PAGE EXCERPT:
----------------

Moving your family overseas often comes with the need to plan for their long-term future and it’s essential to keep your financial affairs in solid, working order. It’s particularly important to think about how to guard them in the unfortunate case of death or injury.
Be mindful of the influence of local laws – especially when it comes to estate planning and wills. Advice taken locally is key to ensuring that your wishes are carried out when you die and it is often difficult to bypass your children when planning inheritance in comparison to the UK where civil laws operate.
As a basic example, the house that you and your family might have shared in Australia would be automatically passed on to any children and your surviving partner might still be able to use the house but would not be able to sell it without the children’s permission.
Many people find trust schemes a useful platform for estate planning in that they allow a parent to ensure their assets are only passed on to children at a certain age and when they are able to make financially independent decisions. However, UK trust law might not hold up in a civil law jurisdiction, which doesn’t recognise legal structures of this kind. Holding your wealth in an offshore location could also be a way of managing this issue and may help avoid any potential issues.
Some expats often find it difficult to manage their bank account abroad, particularly joint accounts, as in the unfortunate case of death; the survivor may not be able to access the funds.
When it comes to securing your Will – if of UK origin, it should be accepted almost everywhere in Europe. However, it can be a good idea to exclude your foreign property from the main Will and have a separate Will drafted up in local form for dealing with the property in that country. Without a Will, your home will not necessarily be passed on to your loved ones in the way you would hope.

----------------

GIVEN ENTRIES:
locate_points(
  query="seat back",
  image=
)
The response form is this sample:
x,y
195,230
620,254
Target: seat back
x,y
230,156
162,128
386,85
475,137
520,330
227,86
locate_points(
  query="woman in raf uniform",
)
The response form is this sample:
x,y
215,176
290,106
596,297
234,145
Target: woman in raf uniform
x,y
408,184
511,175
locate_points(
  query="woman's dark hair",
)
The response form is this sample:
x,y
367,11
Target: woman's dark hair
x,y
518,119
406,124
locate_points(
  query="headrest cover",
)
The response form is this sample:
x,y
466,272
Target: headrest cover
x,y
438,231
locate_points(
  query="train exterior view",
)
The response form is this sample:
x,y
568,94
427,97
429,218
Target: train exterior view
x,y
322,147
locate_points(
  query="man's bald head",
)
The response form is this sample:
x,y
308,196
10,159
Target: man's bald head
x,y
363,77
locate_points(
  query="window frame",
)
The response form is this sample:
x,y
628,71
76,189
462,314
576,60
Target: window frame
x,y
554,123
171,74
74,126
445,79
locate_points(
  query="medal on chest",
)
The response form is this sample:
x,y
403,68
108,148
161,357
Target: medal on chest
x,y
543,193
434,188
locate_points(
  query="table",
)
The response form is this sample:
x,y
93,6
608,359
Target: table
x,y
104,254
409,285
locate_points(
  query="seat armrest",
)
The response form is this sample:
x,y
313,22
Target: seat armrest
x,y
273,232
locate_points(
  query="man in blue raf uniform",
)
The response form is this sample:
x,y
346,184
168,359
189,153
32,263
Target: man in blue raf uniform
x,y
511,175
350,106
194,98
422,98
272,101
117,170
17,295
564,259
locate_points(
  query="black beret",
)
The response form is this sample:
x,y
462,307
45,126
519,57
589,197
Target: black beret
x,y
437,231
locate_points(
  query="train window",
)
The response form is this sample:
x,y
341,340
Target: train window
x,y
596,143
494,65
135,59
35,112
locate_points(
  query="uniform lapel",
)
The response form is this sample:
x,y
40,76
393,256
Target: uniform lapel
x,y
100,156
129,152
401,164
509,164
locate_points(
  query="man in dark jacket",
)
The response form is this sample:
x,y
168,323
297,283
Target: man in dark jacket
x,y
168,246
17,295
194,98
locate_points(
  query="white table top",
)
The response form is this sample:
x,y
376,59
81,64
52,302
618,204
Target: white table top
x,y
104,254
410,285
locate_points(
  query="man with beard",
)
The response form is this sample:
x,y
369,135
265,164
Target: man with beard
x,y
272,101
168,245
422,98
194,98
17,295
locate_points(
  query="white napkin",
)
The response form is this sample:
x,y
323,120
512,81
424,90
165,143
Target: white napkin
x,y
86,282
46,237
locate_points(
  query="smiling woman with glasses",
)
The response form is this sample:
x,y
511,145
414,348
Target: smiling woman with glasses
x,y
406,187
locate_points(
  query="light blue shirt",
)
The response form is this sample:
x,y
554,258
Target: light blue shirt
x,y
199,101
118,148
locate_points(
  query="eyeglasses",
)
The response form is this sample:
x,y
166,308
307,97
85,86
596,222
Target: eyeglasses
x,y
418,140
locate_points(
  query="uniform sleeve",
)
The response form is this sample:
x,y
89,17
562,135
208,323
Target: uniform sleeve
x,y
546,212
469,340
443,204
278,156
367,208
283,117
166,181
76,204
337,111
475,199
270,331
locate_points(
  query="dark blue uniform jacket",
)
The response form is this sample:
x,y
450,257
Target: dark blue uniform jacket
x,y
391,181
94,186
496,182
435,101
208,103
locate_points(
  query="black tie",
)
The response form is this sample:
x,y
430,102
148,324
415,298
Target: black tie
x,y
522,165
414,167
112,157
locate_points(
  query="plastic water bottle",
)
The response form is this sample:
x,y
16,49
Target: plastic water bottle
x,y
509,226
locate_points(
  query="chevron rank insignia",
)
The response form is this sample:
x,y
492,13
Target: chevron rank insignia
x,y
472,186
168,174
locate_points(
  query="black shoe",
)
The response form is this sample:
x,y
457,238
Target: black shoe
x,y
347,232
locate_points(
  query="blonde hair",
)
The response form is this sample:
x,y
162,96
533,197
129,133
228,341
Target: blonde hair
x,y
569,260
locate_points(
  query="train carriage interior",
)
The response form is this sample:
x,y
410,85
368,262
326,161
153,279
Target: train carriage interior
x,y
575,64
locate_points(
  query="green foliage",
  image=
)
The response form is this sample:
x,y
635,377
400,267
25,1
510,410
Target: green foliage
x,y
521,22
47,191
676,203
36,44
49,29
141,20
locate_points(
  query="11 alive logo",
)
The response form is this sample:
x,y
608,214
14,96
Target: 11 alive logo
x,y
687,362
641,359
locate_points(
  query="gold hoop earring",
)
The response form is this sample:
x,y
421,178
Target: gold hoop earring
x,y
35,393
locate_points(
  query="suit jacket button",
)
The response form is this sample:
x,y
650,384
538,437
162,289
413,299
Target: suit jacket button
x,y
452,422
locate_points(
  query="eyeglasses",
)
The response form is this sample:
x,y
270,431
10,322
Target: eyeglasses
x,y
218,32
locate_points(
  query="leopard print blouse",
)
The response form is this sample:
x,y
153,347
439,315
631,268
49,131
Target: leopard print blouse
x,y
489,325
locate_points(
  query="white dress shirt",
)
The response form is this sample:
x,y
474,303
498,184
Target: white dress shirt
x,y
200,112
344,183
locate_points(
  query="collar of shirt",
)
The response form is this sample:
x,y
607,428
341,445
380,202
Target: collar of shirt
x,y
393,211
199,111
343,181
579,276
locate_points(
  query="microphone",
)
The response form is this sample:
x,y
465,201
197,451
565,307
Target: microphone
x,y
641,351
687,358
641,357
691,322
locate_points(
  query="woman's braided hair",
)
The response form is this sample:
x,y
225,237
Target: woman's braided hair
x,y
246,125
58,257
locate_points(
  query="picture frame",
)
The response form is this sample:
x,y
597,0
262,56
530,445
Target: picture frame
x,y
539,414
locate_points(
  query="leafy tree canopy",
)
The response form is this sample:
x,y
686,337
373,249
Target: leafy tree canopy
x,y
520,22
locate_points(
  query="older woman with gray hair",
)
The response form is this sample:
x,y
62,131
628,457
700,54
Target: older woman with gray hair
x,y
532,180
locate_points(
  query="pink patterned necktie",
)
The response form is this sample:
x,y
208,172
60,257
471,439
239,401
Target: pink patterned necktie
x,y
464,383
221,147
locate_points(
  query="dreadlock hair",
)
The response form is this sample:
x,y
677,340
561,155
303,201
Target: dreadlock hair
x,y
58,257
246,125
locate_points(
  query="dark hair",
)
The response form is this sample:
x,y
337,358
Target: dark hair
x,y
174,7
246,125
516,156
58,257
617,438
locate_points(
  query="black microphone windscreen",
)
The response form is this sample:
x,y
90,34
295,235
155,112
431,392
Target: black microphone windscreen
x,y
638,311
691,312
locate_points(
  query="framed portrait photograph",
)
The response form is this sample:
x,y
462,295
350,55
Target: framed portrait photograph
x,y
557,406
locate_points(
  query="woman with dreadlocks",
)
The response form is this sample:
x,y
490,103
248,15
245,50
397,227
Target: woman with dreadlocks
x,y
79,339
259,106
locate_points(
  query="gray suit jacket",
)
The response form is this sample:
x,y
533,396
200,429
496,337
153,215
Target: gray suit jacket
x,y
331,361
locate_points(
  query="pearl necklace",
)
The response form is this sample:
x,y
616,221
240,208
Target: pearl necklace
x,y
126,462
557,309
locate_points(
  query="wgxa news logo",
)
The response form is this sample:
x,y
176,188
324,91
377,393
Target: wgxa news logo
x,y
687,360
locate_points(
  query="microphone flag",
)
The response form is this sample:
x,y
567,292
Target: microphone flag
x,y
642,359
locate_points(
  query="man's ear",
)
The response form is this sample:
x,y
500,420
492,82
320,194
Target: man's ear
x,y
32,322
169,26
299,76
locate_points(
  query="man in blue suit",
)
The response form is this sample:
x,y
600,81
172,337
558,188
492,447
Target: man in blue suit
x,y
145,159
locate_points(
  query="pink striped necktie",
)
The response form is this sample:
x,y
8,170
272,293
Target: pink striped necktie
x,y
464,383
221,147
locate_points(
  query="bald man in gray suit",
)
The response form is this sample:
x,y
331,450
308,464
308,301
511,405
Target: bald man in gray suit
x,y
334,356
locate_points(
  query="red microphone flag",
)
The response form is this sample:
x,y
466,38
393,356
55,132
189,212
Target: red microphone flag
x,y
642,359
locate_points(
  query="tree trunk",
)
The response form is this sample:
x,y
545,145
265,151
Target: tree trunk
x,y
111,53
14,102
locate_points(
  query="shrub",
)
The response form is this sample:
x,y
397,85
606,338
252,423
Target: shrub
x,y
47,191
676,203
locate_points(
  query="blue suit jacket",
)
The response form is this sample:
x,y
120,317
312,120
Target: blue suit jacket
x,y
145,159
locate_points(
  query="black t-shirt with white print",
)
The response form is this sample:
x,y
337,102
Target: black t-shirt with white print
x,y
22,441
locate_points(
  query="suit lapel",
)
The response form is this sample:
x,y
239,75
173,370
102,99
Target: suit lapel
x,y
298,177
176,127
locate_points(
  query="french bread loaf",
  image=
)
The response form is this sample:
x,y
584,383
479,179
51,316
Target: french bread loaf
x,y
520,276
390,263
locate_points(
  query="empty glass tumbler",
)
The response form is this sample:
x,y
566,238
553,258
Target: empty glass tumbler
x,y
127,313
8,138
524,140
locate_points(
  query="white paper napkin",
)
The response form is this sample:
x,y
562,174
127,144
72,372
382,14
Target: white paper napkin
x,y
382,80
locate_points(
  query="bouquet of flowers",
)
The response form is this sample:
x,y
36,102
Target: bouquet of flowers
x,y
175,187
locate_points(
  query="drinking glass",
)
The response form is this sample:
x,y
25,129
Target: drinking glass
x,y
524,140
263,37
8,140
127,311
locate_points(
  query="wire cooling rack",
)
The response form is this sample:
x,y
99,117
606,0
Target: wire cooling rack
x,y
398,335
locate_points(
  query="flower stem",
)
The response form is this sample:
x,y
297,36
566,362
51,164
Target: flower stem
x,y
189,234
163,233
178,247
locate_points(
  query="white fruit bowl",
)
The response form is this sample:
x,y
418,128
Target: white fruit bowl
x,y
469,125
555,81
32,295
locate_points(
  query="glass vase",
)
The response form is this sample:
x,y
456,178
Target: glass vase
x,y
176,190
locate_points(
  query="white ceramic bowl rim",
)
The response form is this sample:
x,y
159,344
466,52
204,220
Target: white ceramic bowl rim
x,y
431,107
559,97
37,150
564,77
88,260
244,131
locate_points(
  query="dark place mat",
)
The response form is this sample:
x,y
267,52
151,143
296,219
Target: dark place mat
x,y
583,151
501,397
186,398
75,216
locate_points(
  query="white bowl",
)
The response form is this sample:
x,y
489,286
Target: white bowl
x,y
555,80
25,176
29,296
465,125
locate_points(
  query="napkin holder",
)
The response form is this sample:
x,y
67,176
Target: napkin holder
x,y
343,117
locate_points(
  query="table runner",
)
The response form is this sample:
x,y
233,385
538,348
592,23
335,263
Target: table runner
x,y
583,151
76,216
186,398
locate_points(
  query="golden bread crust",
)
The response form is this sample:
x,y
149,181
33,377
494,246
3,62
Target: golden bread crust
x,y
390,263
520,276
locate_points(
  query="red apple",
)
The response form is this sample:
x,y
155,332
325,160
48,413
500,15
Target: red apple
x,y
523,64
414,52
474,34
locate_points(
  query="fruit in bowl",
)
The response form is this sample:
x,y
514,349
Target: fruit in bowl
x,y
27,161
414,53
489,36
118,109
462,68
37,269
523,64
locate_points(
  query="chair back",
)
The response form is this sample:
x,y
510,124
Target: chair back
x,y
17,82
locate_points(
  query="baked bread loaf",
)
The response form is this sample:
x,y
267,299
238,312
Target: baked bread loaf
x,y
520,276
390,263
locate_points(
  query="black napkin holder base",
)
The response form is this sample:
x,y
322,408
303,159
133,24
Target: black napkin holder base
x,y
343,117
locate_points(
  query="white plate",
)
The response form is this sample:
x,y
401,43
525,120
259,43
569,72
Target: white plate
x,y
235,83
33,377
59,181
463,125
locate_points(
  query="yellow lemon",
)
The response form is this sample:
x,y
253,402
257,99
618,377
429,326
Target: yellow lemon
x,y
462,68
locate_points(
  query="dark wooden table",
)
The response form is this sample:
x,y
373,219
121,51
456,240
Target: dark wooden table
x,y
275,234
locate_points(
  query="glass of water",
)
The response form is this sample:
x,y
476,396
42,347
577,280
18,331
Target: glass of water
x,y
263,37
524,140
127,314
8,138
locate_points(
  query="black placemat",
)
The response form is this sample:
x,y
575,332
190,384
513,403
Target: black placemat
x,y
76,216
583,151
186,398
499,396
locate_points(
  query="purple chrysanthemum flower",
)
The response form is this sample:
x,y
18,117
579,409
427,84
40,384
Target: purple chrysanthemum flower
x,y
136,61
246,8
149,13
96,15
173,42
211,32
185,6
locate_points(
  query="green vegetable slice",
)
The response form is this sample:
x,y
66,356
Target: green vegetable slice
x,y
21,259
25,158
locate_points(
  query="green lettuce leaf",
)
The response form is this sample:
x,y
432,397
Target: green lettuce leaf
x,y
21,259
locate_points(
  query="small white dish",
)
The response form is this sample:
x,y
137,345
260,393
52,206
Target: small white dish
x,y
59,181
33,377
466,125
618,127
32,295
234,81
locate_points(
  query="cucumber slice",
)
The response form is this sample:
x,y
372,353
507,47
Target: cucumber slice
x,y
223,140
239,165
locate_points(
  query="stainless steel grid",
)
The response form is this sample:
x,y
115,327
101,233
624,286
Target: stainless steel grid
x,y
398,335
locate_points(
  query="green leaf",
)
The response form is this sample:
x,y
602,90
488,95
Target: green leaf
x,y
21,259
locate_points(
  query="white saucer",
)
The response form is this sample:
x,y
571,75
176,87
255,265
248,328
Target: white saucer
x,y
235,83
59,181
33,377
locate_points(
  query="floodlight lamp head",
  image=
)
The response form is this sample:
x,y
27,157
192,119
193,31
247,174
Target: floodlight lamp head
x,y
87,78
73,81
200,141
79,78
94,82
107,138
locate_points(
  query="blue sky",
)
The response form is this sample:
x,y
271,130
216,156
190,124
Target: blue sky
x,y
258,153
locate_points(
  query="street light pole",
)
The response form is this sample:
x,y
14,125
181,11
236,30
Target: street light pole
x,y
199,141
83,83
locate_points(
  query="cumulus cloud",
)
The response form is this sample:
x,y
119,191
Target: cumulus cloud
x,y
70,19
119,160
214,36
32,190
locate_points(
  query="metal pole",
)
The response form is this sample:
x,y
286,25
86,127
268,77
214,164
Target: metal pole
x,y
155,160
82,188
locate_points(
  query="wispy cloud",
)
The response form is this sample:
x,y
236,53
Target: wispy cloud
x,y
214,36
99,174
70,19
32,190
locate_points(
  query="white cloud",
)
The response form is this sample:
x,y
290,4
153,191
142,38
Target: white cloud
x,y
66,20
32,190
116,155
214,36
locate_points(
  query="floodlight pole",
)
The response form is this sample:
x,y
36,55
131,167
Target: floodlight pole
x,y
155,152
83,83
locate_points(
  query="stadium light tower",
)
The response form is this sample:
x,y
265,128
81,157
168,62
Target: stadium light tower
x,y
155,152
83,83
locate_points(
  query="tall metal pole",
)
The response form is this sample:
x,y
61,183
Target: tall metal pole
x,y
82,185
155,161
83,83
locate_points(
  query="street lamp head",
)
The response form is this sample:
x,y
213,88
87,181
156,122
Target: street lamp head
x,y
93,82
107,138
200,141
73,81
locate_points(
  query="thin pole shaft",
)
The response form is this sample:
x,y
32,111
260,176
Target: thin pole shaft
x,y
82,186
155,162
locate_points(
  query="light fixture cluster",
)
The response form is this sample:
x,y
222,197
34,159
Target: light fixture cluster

----------------

TASK LIST:
• A. Answer these questions about the article on expat estate planning.
(i) In the Australia example, whose permission would the surviving partner need to sell the house?
(ii) With a joint bank account abroad, what may the survivor be unable to do after a death?
(iii) Where should a Will of UK origin be accepted?
• B. Rewrite the article on expat estate planning starting at "As a basic example, the" and ending at "any potential issues.", with "trust schemes" replaced by "trust arrangements".
Answer from the article on expat estate planning only, not from the records.

ANSWER SET:
• A.
(i) The children's permission.
(ii) Access the funds.
(iii) Almost everywhere in Europe.

• B.
As a basic example, the house that you and your family might have shared in Australia would be automatically passed on to any children and your surviving partner might still be able to use the house but would not be able to sell it without the children’s permission.
Many people find trust arrangements a useful platform for estate planning in that they allow a parent to ensure their assets are only passed on to children at a certain age and when they are able to make financially independent decisions. However, UK trust law might not hold up in a civil law jurisdiction, which doesn’t recognise legal structures of this kind. Holding your wealth in an offshore location could also be a way of managing this issue and may help avoid any potential issues.